Dataset rows:
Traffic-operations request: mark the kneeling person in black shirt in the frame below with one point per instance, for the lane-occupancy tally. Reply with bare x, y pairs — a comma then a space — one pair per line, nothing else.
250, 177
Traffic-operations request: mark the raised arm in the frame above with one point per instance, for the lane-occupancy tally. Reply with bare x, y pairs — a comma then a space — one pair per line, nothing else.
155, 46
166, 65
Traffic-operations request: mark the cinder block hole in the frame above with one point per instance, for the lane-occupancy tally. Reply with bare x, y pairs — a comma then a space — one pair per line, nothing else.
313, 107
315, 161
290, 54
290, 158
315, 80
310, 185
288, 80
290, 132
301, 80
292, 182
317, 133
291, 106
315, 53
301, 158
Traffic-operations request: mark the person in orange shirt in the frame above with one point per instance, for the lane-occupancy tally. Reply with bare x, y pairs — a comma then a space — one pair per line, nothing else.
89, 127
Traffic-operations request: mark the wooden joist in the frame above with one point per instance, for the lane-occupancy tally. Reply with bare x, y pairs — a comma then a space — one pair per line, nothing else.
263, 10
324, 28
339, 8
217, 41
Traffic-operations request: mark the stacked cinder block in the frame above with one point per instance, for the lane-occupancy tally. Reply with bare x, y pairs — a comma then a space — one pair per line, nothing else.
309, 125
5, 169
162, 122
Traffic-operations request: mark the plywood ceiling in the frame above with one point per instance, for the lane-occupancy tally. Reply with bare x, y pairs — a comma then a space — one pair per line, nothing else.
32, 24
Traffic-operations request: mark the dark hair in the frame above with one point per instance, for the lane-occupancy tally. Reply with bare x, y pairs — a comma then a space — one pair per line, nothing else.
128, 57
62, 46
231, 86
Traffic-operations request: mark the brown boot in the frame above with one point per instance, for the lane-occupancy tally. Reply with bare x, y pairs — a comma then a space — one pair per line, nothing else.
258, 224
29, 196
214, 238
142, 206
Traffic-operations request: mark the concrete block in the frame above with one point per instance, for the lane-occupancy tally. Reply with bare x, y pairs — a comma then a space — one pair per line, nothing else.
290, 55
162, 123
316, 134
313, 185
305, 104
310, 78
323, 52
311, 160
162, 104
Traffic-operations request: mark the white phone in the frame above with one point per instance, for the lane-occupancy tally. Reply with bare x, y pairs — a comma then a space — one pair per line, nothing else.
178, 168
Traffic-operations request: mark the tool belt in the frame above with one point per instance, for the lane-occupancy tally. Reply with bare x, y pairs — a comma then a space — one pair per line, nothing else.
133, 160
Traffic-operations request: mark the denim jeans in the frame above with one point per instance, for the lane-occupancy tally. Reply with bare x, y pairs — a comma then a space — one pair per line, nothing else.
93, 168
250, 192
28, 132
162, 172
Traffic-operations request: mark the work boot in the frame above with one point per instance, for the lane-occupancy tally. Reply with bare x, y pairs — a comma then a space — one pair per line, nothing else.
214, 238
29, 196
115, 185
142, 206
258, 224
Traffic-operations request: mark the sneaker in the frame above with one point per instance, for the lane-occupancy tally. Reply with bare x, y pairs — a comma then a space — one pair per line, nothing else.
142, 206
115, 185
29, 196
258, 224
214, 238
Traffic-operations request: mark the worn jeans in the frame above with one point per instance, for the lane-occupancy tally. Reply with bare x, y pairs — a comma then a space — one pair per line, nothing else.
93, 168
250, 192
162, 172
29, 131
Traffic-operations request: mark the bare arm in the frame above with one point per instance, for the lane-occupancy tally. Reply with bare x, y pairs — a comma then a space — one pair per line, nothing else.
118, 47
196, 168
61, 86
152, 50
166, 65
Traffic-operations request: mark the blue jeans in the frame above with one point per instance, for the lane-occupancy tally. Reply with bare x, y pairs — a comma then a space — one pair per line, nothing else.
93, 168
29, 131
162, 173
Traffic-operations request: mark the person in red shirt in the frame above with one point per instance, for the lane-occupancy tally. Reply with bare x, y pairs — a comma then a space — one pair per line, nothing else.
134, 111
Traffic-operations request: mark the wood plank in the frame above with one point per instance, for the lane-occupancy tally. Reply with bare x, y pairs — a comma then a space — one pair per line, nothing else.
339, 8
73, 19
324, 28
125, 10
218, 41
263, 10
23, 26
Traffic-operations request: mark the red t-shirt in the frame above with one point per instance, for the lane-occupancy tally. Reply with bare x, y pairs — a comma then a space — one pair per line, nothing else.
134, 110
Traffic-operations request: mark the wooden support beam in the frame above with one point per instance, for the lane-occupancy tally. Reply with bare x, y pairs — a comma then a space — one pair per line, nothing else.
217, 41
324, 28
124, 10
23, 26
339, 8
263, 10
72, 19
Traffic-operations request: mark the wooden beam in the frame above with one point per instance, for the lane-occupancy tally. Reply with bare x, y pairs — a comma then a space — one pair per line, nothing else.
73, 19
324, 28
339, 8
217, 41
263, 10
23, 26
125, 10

**TASK INSTRUCTIONS**
Copy out the whole listing exactly.

**ANSWER TO THIS PROBLEM**
Traffic-operations request: mark the kneeling person in black shirt in the frame below with one point per instance, for the lane-occupancy tally. Reply with bare x, y pairs — a comma then a space — one pair per line, nothing else.
250, 177
Traffic-operations request: mark the raised arm in the frame above with one point per instance, for the lane-occupancy tally. Reply with bare x, y pairs — a comma then a space — one pair per line, nothing else.
155, 46
166, 65
Traffic-operations request: mark the cinder block hole in the frame above with one point per instance, for the lane-occupancy tally. Reply with bare x, y pairs — a comma then a space — one pair per line, nothing else.
313, 107
315, 161
290, 54
290, 158
315, 80
310, 185
288, 80
290, 132
301, 80
292, 182
317, 133
291, 106
315, 53
301, 158
Traffic-operations request: mark the person in orange shirt in the frame above with one point per instance, for the lane-occupancy tally. Reply with bare x, y pairs — a comma then a space — one pair per line, nothing else.
89, 127
Traffic-operations request: mark the wooden joist in the frame above with one point per instance, for the lane-occupancy tally. Reply with bare x, y pairs — a comma then a space — one pair per line, nothing else.
263, 10
324, 28
339, 8
217, 41
Traffic-operations request: mark the stacked cinder block in the frame above with one point per instance, for the lane-occupancy tally. Reply with bare x, y pairs — a comma then a space — one pair per line, nothing else.
309, 125
5, 169
162, 122
Traffic-operations request: mark the plywood ceiling in the frame above with one point per instance, for the lane-occupancy tally. Reply with bare x, y pairs — a comma then a space — one pair per line, nothing else.
32, 24
Traffic-operations request: mark the dark hair in the frame above with one point per instance, for the lane-occupancy tally. Reply with bare x, y pairs — a comma then a space — one pair per line, nothing else.
128, 57
62, 46
231, 86
Traffic-operations request: mark the brown boot in the frame above with one point per instance, for the lane-occupancy tally. Reply with bare x, y pairs — a comma then a space — one pair per line, nothing else.
258, 224
29, 196
214, 238
142, 206
Traffic-operations request: mark the concrete block in the frame above with one point per instance, for the lane-occupancy tally. Reply with bare x, y pairs — a comma then a space — one pair per line, nothing else.
290, 55
162, 123
316, 134
313, 185
305, 104
310, 78
323, 52
311, 160
162, 104
Traffic-operations request: mark the white phone in the frame above with one point per instance, for the lane-occupancy tally. Reply with bare x, y pairs — a comma then a space — one pair per line, nothing else.
178, 168
Traffic-operations request: mark the tool belt in the frame above with one point per instance, for the lane-occupancy tally. Reply with bare x, y pairs — a comma then a space — one pair per line, nothing else.
133, 160
Traffic-operations request: mark the denim jeans in the frame above with one point per instance, for the lane-occupancy tally. Reply with bare x, y pairs — a comma then a space — one pair per line, nothing else.
93, 168
250, 192
28, 132
162, 172
Traffic-operations request: mark the work boot in the frame above with one point per instance, for the lane-occupancy tally. Reply with bare x, y pairs — a comma then a space — one pair per line, nothing else.
214, 238
29, 196
115, 185
142, 206
258, 224
Traffic-operations request: mark the sneaker in the frame above with one point per instance, for the lane-occupancy tally. Reply with bare x, y pairs — a comma then a space — one pair per line, nothing else.
142, 206
115, 185
29, 196
258, 224
214, 238
Traffic-operations request: mark the worn jeans in the frame above with one point per instance, for the lane-occupancy tally. Reply with bare x, y pairs — a comma then a space — one pair per line, nothing else.
93, 168
250, 192
162, 172
29, 131
Traffic-operations request: mark the bare arm in the frame above with one point per instance, for the lane-occupancy tally. Reply with bare x, y pairs — a comma then a space — one pair per line, nothing else.
118, 47
196, 168
61, 86
152, 50
166, 65
Traffic-operations request: mark the blue jeans in the frame above with one point per instance, for the lane-occupancy tally. Reply with bare x, y pairs — a comma then a space — one pair per line, nothing else.
93, 168
29, 131
162, 173
Traffic-operations request: mark the person in red shirt in the frame above with one point per instance, for the lane-occupancy tally. Reply with bare x, y pairs — a comma then a space — one pair per line, nothing else.
134, 111
Traffic-operations request: mark the wood plank in the frame above with one point per instance, for the lane-occupancy tally. Reply with bare x, y pairs — a comma then a space — one pair per line, nothing else.
339, 8
73, 19
324, 28
125, 10
218, 41
263, 10
23, 26
Traffic-operations request: mark the red t-shirt in the frame above with one point per instance, for the lane-occupancy tally. Reply with bare x, y pairs — a comma then a space — one pair per line, nothing else.
134, 110
Traffic-operations request: mark the wooden support beam in the frame above with one point per instance, for the lane-occupancy tally. Reply with bare x, y pairs — a comma then a space — one pair per line, nothing else.
217, 41
324, 28
124, 10
23, 26
339, 8
263, 10
72, 19
Traffic-operations request: mark the wooden beam in the frame above with one point per instance, for the lane-occupancy tally. Reply with bare x, y pairs — a comma then a space — one pair per line, nothing else.
73, 19
324, 28
339, 8
217, 41
263, 10
23, 26
125, 10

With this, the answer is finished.